---- Supplied data

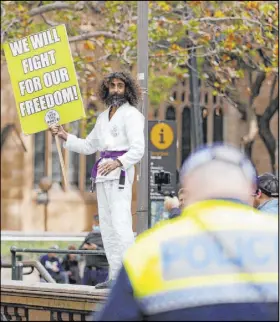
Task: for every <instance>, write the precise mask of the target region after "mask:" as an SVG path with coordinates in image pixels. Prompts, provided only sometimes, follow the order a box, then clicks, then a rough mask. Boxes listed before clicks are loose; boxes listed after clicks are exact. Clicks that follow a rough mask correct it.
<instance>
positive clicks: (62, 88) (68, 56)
mask: <svg viewBox="0 0 280 322" xmlns="http://www.w3.org/2000/svg"><path fill="white" fill-rule="evenodd" d="M4 52H5V56H6V60H7V64H8V70H9V74H10V78H11V83H12V87H13V92H14V96H15V100H16V107H17V111H18V115H19V119H20V123H21V128H22V131H23V133H25V134H33V133H37V132H41V131H45V130H47V129H48V128H49V125H51V124H54V123H59V124H61V125H62V124H65V123H70V122H73V121H76V120H79V119H81V118H83V117H85V110H84V106H83V101H82V96H81V93H80V89H79V85H78V80H77V77H76V71H75V66H74V63H73V58H72V55H71V50H70V46H69V42H68V37H67V32H66V28H65V26H64V25H59V26H57V27H54V28H51V29H48V30H45V31H42V32H39V33H37V34H33V35H29V36H26V37H24V38H22V39H19V40H16V41H13V42H10V43H5V44H4Z"/></svg>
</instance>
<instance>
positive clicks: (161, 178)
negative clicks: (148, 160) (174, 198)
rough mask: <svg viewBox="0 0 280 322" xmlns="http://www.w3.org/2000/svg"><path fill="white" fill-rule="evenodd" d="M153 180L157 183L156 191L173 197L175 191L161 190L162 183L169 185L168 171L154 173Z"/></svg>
mask: <svg viewBox="0 0 280 322" xmlns="http://www.w3.org/2000/svg"><path fill="white" fill-rule="evenodd" d="M154 182H155V184H156V185H157V188H158V193H160V194H161V195H163V196H169V197H171V198H173V197H174V196H175V191H167V190H165V191H162V186H163V185H170V183H171V175H170V172H165V171H160V172H158V173H155V174H154Z"/></svg>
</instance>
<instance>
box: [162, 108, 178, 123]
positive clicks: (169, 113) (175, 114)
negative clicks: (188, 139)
mask: <svg viewBox="0 0 280 322" xmlns="http://www.w3.org/2000/svg"><path fill="white" fill-rule="evenodd" d="M165 119H166V120H170V121H174V120H176V111H175V108H174V107H173V106H168V107H167V109H166V113H165Z"/></svg>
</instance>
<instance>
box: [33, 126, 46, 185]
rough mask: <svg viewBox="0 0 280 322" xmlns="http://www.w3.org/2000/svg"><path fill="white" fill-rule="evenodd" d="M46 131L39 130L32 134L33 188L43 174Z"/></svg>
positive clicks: (43, 174)
mask: <svg viewBox="0 0 280 322" xmlns="http://www.w3.org/2000/svg"><path fill="white" fill-rule="evenodd" d="M45 137H46V132H45V131H44V132H39V133H36V134H35V135H34V185H35V188H37V187H38V184H39V182H40V180H41V178H42V177H44V175H45V158H46V140H45Z"/></svg>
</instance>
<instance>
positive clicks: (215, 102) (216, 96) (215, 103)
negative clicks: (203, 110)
mask: <svg viewBox="0 0 280 322" xmlns="http://www.w3.org/2000/svg"><path fill="white" fill-rule="evenodd" d="M213 104H217V96H216V95H213Z"/></svg>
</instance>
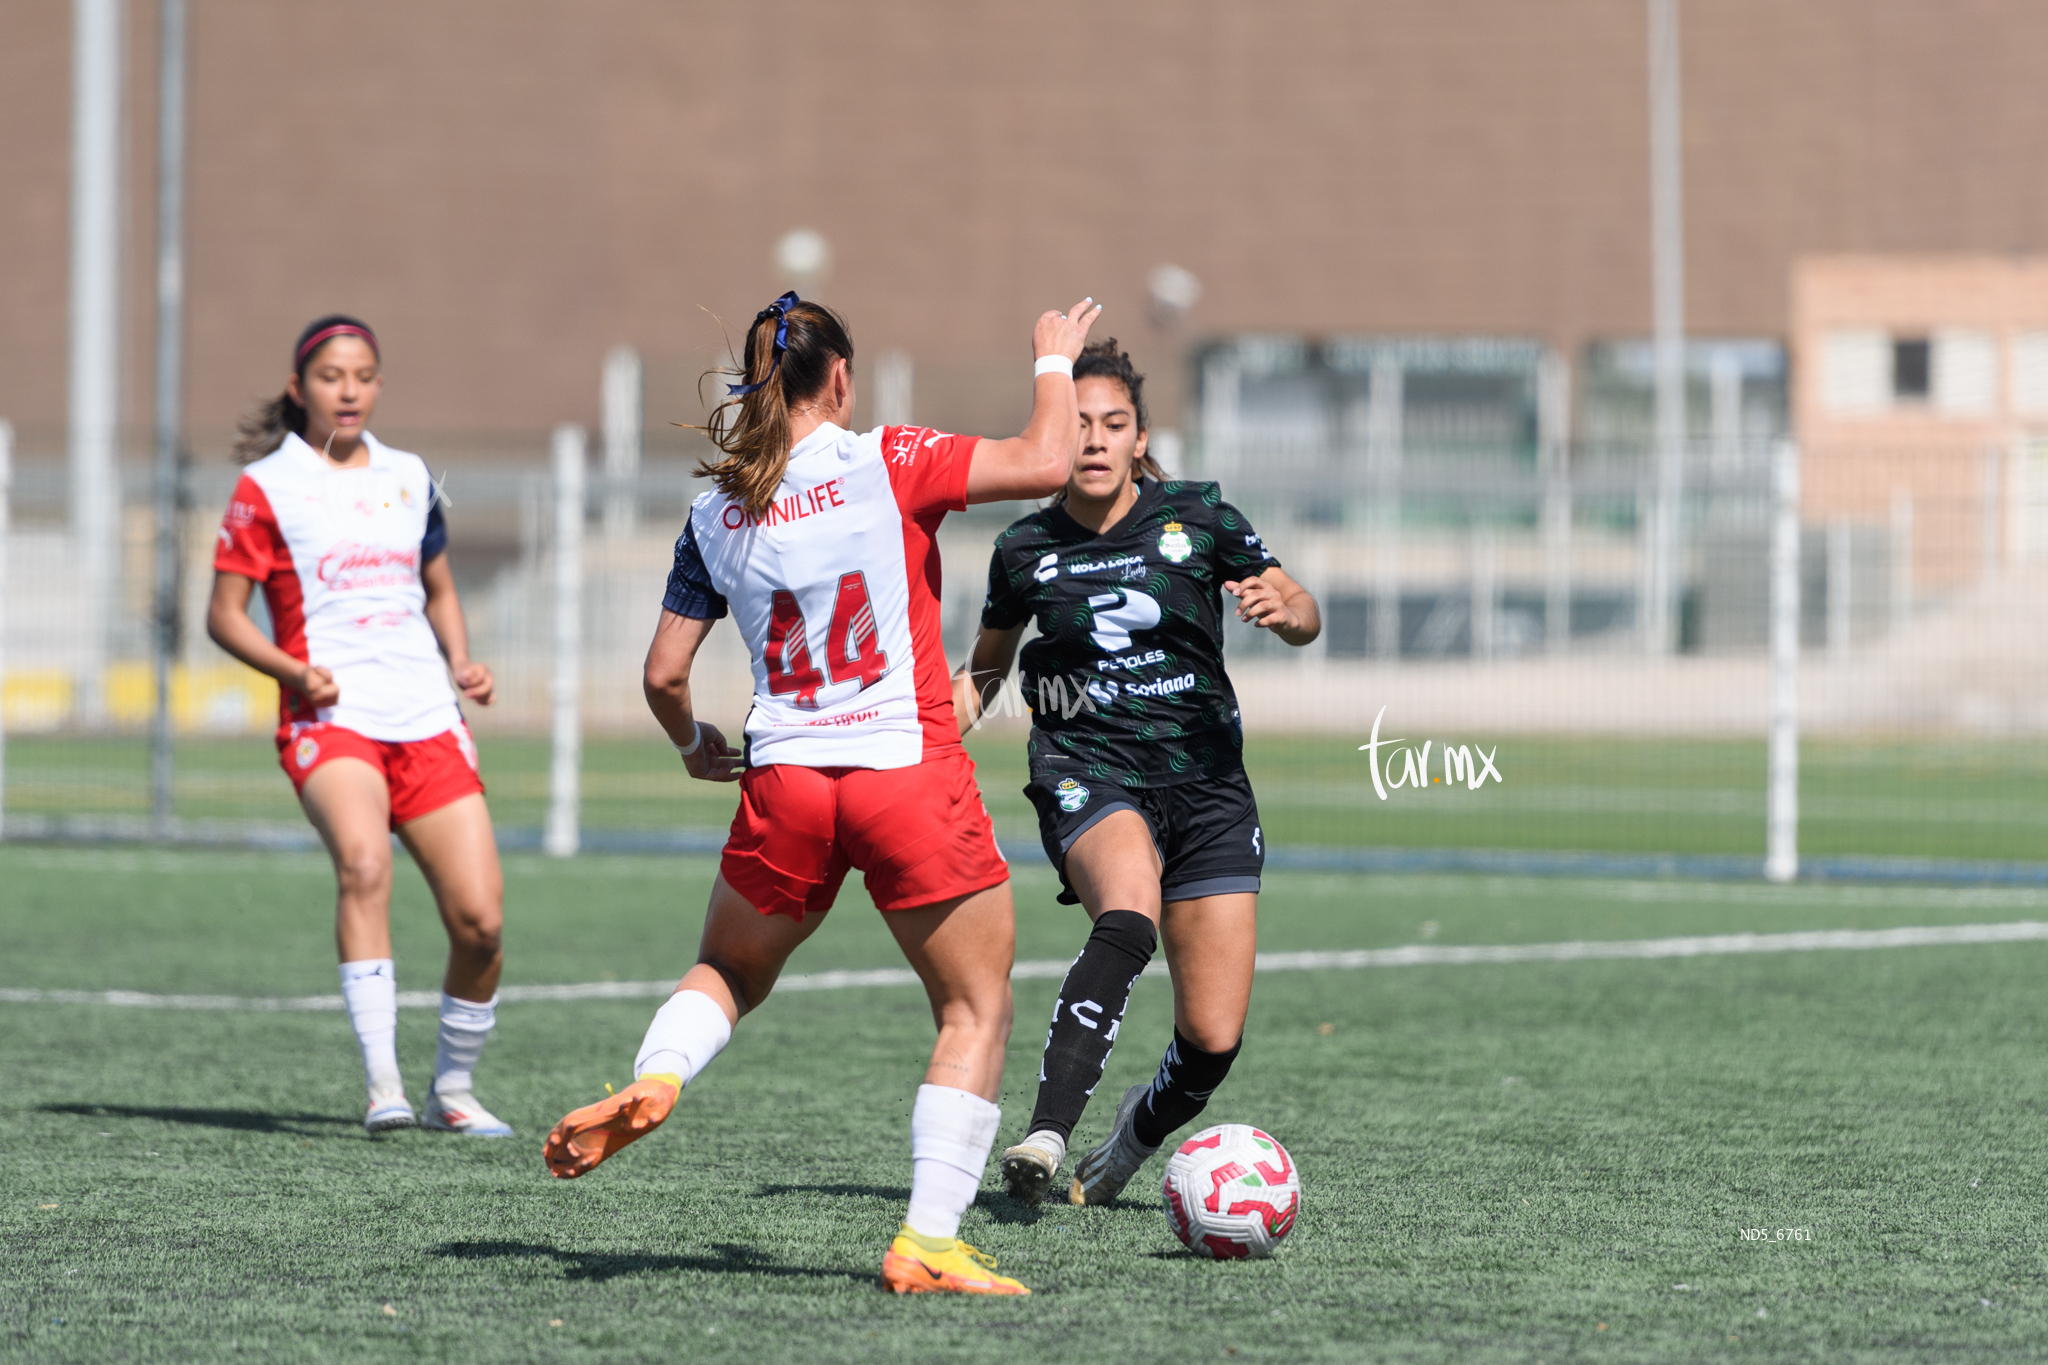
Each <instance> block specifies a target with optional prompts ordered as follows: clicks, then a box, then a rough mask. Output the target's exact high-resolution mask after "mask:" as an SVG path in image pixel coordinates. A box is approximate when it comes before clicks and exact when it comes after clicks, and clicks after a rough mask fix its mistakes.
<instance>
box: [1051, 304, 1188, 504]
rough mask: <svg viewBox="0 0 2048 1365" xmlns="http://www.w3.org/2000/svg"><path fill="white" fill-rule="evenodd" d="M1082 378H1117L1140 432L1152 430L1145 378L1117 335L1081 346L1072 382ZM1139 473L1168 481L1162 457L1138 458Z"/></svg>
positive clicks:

--------

Task to complete: Print exactly the lines above, starting at the line that contains "378H1117L1140 432L1152 430L1145" and ending with the last line of the records, both included.

Answer below:
rough mask: <svg viewBox="0 0 2048 1365" xmlns="http://www.w3.org/2000/svg"><path fill="white" fill-rule="evenodd" d="M1082 378H1117L1140 432L1152 430L1145 378L1117 335L1081 346L1072 382ZM1139 473L1168 481L1162 457L1138 458Z"/></svg>
positive clicks:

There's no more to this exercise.